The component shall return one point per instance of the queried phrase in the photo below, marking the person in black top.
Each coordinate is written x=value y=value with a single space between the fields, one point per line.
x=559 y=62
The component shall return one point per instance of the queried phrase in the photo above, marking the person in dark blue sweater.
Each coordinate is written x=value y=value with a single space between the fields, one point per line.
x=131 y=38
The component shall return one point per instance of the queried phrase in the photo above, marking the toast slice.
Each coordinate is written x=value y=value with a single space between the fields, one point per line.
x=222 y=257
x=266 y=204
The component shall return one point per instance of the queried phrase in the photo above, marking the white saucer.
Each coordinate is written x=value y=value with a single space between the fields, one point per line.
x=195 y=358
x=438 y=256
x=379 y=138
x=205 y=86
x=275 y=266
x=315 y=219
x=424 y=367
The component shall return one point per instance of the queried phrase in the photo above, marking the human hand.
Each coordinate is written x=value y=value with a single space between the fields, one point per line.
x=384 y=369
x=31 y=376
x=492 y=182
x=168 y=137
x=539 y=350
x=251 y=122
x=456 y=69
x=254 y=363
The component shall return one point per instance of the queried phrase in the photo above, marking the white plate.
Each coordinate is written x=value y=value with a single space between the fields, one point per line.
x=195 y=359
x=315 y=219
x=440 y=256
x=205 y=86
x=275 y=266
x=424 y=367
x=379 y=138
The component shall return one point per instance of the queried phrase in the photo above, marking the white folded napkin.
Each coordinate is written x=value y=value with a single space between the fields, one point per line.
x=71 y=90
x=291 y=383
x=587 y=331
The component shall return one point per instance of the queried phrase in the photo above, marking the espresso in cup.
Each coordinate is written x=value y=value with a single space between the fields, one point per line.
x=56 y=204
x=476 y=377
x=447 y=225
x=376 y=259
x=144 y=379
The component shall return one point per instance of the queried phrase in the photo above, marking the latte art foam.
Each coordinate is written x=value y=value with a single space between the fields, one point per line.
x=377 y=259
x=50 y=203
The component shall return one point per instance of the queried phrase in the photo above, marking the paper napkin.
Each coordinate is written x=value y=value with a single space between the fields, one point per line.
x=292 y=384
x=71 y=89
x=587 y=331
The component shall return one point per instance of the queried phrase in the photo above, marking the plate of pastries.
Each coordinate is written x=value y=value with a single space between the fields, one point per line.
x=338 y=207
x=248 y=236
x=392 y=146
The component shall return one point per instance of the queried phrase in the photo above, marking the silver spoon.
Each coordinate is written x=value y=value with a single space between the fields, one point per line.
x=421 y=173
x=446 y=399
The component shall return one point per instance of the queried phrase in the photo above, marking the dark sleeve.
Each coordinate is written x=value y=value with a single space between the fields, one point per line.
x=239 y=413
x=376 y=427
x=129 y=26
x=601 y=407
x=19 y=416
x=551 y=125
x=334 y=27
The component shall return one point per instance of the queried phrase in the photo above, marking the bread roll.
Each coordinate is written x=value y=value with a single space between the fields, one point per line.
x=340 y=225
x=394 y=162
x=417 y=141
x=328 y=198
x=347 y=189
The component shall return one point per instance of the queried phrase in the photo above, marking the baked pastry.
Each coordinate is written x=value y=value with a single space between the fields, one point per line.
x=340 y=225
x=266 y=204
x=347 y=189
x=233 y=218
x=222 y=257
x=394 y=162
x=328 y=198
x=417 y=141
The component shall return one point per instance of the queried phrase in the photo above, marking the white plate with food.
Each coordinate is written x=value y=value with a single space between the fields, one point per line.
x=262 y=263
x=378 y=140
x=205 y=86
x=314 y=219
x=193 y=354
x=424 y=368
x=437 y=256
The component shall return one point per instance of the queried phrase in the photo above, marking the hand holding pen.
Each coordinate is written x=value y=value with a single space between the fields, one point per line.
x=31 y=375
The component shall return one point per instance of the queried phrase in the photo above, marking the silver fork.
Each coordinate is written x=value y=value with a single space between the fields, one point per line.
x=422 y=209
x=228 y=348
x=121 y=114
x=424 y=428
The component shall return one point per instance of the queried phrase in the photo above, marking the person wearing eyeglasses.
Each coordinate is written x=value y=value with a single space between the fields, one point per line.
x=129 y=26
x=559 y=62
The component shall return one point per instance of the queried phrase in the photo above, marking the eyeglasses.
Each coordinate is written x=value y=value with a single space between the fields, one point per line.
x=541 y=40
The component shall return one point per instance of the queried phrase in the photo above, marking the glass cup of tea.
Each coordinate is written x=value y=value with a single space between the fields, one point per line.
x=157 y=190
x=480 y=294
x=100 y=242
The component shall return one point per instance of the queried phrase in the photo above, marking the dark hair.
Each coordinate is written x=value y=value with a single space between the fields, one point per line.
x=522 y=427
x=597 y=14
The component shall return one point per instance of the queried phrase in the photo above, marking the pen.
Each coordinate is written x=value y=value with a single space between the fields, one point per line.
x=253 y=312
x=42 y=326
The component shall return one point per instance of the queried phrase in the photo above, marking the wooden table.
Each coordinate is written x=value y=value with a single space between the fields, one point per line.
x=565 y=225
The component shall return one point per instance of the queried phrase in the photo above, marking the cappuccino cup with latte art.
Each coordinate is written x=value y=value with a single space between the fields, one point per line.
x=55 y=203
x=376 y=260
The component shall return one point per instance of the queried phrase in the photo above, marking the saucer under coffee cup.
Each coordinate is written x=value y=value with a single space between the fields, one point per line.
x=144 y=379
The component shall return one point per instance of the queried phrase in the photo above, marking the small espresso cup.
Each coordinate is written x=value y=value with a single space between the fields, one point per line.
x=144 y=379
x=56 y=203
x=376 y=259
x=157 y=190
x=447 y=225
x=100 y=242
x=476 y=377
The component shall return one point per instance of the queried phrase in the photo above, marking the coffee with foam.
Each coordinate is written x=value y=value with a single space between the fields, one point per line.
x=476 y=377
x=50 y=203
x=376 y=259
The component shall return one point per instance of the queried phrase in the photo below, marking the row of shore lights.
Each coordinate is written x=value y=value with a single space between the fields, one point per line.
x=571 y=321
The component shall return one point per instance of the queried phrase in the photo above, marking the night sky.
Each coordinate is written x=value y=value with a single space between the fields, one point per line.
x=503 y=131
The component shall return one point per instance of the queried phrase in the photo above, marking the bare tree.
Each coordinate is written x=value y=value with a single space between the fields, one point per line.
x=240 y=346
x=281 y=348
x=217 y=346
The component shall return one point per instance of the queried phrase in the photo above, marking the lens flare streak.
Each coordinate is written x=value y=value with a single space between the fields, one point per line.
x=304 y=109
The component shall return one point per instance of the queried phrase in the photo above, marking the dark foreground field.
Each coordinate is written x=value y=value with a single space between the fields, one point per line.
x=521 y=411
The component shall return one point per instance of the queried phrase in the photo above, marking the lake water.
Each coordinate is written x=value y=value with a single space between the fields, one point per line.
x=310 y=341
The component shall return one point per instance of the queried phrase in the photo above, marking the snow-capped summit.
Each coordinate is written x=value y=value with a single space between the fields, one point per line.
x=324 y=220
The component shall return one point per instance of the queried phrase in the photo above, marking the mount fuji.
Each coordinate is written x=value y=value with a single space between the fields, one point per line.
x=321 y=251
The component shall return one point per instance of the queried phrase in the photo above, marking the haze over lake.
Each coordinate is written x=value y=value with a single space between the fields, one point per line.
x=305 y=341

» INSTRUCTION
All of the material above needs to be retyped word for word.

» FINISHED EXERCISE
The component shall return one point per instance of the queried phrase in the photo below, marking the person in black top.
Each coordinate is written x=value y=value with a single space between the fields, one point per line.
x=559 y=62
The component shall return one point per instance of the queried phrase in the photo above, marking the person in dark blue sweater.
Each coordinate is written x=value y=value with a single space between the fields, one point per line.
x=131 y=38
The component shall return one point per instance of the queried phrase in the photo above, marking the toast slice.
Each coordinate is written x=value y=value with a single space between the fields, one point per line.
x=222 y=257
x=266 y=204
The component shall return one point per instance of the queried phrase in the photo above, marking the white saucer.
Each coordinate is written x=value y=value with a single space between the fields, one point per line.
x=195 y=358
x=438 y=256
x=379 y=138
x=205 y=86
x=275 y=266
x=315 y=219
x=424 y=367
The component shall return one point per instance of the queried phrase in the photo above, marking the human hand.
Each coordinate is written x=value y=value with a single space between the fields, one point per line.
x=384 y=369
x=31 y=376
x=492 y=182
x=168 y=137
x=539 y=350
x=251 y=122
x=456 y=69
x=254 y=363
The component shall return one point per instance of the queried phrase in the photo above, marking the white plate.
Each coordinate is written x=value y=value with a single space between the fields, one point per line.
x=195 y=359
x=315 y=219
x=440 y=256
x=205 y=86
x=275 y=266
x=424 y=367
x=379 y=138
The component shall return one point per instance of the queried phrase in the photo above, marking the white folded napkin.
Each coordinate is written x=value y=value with a single space between the fields, one point per line.
x=71 y=90
x=291 y=383
x=587 y=331
The component shall return one point per instance of the queried phrase in the photo above, marking the espresso in cup.
Each coordinate is written x=value y=value with a single space between the fields, one point per line.
x=56 y=204
x=476 y=377
x=447 y=225
x=376 y=259
x=144 y=379
The component shall return one point per instance of the queried phrase in the photo above, marking the latte art foam.
Each coordinate is written x=value y=value with a single space between the fields, one point per line.
x=377 y=259
x=50 y=203
The component shall return one point per instance of the queried phrase in the photo above, marking the paper napkin.
Each coordinate is written x=value y=value with a single space between the fields, one point per line.
x=292 y=384
x=71 y=89
x=587 y=331
The component shall return one point per instance of the queried phrase in the photo above, marking the plate of pastries.
Each coordinate is written x=value y=value with a single space between the fields, one point per line.
x=338 y=207
x=248 y=236
x=392 y=146
The component shall return one point per instance of the queried phrase in the photo above, marking the silver spoon.
Each coordinate is written x=value y=value with a single space between the fields, one point per line.
x=421 y=173
x=446 y=399
The component shall return one point per instance of the queried phrase in the photo above, marking the dark sleeve.
Each coordinate is written x=value y=value with a single space between the fields, one point per line.
x=239 y=413
x=376 y=427
x=129 y=26
x=601 y=407
x=19 y=416
x=551 y=125
x=334 y=27
The component shall return one point per instance of the queried phrase in the photo above, marking the bread roll.
Each coordinate is written x=value y=value with a single space between the fields, one point per line.
x=340 y=225
x=394 y=162
x=417 y=141
x=328 y=198
x=347 y=189
The component shall return one point per instance of the queried phrase in the photo above, marking the baked pastry.
Each coordinate is written x=value y=value with a single space between the fields, one point per line.
x=340 y=225
x=266 y=204
x=347 y=189
x=233 y=218
x=222 y=257
x=394 y=162
x=328 y=198
x=417 y=141
The component shall return one point per instance of the queried phrase in the photo above, marking the white plate with food.
Each coordinate is written x=value y=value with a single space between the fields, one point per line.
x=262 y=263
x=378 y=140
x=205 y=86
x=314 y=219
x=193 y=354
x=424 y=368
x=437 y=256
The component shall return one point per instance of the queried phrase in the photo above, marking the hand holding pen.
Each coordinate is written x=value y=value with a single space between the fields, one point per line.
x=31 y=375
The component shall return one point per instance of the queried phrase in the photo above, marking the silver fork.
Each coordinate is written x=value y=value with a single space between the fields, one point per line.
x=422 y=209
x=228 y=348
x=121 y=114
x=424 y=428
The component shall return one point per instance of the queried phrase in the photo above, marking the person wearing eyeglasses.
Each coordinate is written x=value y=value with a single space between the fields, one point per line.
x=129 y=26
x=559 y=62
The component shall return one point per instance of the queried phrase in the photo above, marking the eyeglasses.
Each coordinate is written x=value y=value with a single space between the fields, one point per line.
x=541 y=40
The component shall return one point per instance of the queried phrase in the photo above, marking the glass cup of tea.
Each coordinate is written x=value y=value with a single space between the fields, one point per line.
x=157 y=190
x=480 y=294
x=100 y=242
The component shall return one point per instance of the queried phrase in the photo above, marking the dark hair.
Each coordinate is written x=value y=value with a single space between the fields, one point per line.
x=522 y=427
x=597 y=14
The component shall return one point per instance of the queried phrase in the photo above, marking the pen.
Each coordinate is written x=value y=value with a single space between the fields, one point per line.
x=253 y=312
x=42 y=326
The component shall return one point per instance of the queried phrase in the photo above, marking the wooden table.
Each coordinate is written x=value y=value with a single space between the fields, one point per line.
x=565 y=225
The component shall return one point per instance of the queried phrase in the photo above, marking the cappuccino cup with latte art.
Each coordinate is written x=value y=value with a single space between the fields, one point per line.
x=55 y=203
x=376 y=260
The component shall return one point per instance of the queried phrase in the photo above, marking the saucer under coffee cup.
Each coordinate is written x=value y=value with a single space between the fields, one point per line.
x=144 y=379
The component shall return one point per instance of the queried phrase in the photo above, marking the small espresso cup.
Each coordinate is written x=value y=value with a single space between the fields, one point per line.
x=144 y=379
x=56 y=203
x=376 y=259
x=157 y=190
x=447 y=225
x=100 y=242
x=476 y=377
The component shall return one point per instance of the queried phrase in the photo above, marking the coffee with foam.
Each coordinate is written x=value y=value with a single space between the fields, one point per line.
x=476 y=377
x=50 y=203
x=376 y=259
The component shall return one point per instance of the queried phrase in the photo below, marking the row of shore lights.
Each coordinate is written x=value y=value with a single space between the fields, one point per line.
x=571 y=321
The component shall return one point per instance of the queried phrase in the photo above, marking the night sky.
Each coordinate is written x=value y=value with a single space between the fields, one point per line.
x=503 y=131
The component shall return one point per instance of the queried phrase in the photo above, marking the bare tree.
Each coordinate is written x=value y=value with a single space between the fields, one point per line.
x=240 y=346
x=281 y=348
x=217 y=346
The component shall return one point per instance of the queried phrase in the photo above, marking the lens flare streak.
Each coordinate is written x=value y=value with a single space between the fields, one point per line.
x=304 y=109
The component shall return one point per instance of the queried phrase in the photo above, marking the dark foreground field.
Each coordinate is written x=value y=value with a single space between the fields, one point per line.
x=521 y=411
The component shall return one point per instance of the queried phrase in the photo above, marking the lake water.
Each coordinate is written x=value y=value with a single space between the fields, one point per line.
x=310 y=341
The component shall return one point per instance of the queried phrase in the photo above, marking the snow-capped summit.
Each coordinate is written x=value y=value with a single space between the fields, one point per line.
x=324 y=220
The component shall return one point per instance of the queried phrase in the photo above, marking the mount fuji.
Each coordinate is written x=value y=value with a single space between the fields, one point per line.
x=321 y=251
The component shall return one point per instance of the queried phrase in the photo above, marking the haze over lake.
Each coordinate is written x=value y=value with a single space between the fields, one point per line.
x=305 y=341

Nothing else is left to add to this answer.